__CHALLENGE__:
Restate, word for word, all of the material shown below.

__ENTRIES SUPPLIED__:
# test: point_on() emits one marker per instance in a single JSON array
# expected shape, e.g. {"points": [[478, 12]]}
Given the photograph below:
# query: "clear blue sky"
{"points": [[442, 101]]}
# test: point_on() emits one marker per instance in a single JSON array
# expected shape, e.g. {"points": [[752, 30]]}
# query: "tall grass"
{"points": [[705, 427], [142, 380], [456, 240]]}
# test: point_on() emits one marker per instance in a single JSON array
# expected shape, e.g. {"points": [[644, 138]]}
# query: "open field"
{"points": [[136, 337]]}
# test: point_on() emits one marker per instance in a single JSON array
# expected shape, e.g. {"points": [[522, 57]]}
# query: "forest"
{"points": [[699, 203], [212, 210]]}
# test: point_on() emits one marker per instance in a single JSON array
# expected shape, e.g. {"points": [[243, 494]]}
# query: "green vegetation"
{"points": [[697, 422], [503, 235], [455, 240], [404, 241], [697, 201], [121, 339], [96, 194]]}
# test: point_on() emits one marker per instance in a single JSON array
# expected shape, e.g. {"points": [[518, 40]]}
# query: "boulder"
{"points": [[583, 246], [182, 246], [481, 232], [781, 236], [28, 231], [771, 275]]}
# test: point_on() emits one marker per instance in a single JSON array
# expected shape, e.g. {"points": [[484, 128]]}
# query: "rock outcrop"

__EXERCISE RESPONSE__:
# test: point_on() emits one marker per instance in a single JSON array
# expected shape, e.g. {"points": [[478, 12]]}
Given the photograph below:
# query: "clear blue sky"
{"points": [[442, 101]]}
# test: point_on() emits one marker per instance in a single JSON array
# expected shape, e.g. {"points": [[752, 30]]}
# query: "tall grass"
{"points": [[705, 427], [142, 380], [456, 240]]}
# test: point_on() emits one marker per instance in a single JSON array
# expected shape, e.g. {"points": [[644, 138]]}
# query: "open field"
{"points": [[136, 337]]}
# test: point_on() emits one marker per instance in a single JSON array
# expected shape, e.g. {"points": [[522, 57]]}
# query: "forest"
{"points": [[699, 203], [212, 210]]}
# test: point_on() emits one marker per instance in a single JSON array
# expected shape, e.g. {"points": [[243, 494]]}
# query: "green vegetation"
{"points": [[697, 422], [503, 235], [455, 240], [404, 241], [697, 201], [121, 339], [96, 194]]}
# test: point_on() emits one marker per instance in a single JSON array
# expected shape, e.g. {"points": [[518, 40]]}
# query: "boulder"
{"points": [[583, 246], [182, 246], [481, 232], [781, 236], [28, 231], [771, 275]]}
# test: point_on() emits one marker per instance in a single JSON array
# expected shape, e.g. {"points": [[484, 128]]}
# query: "rock outcrop"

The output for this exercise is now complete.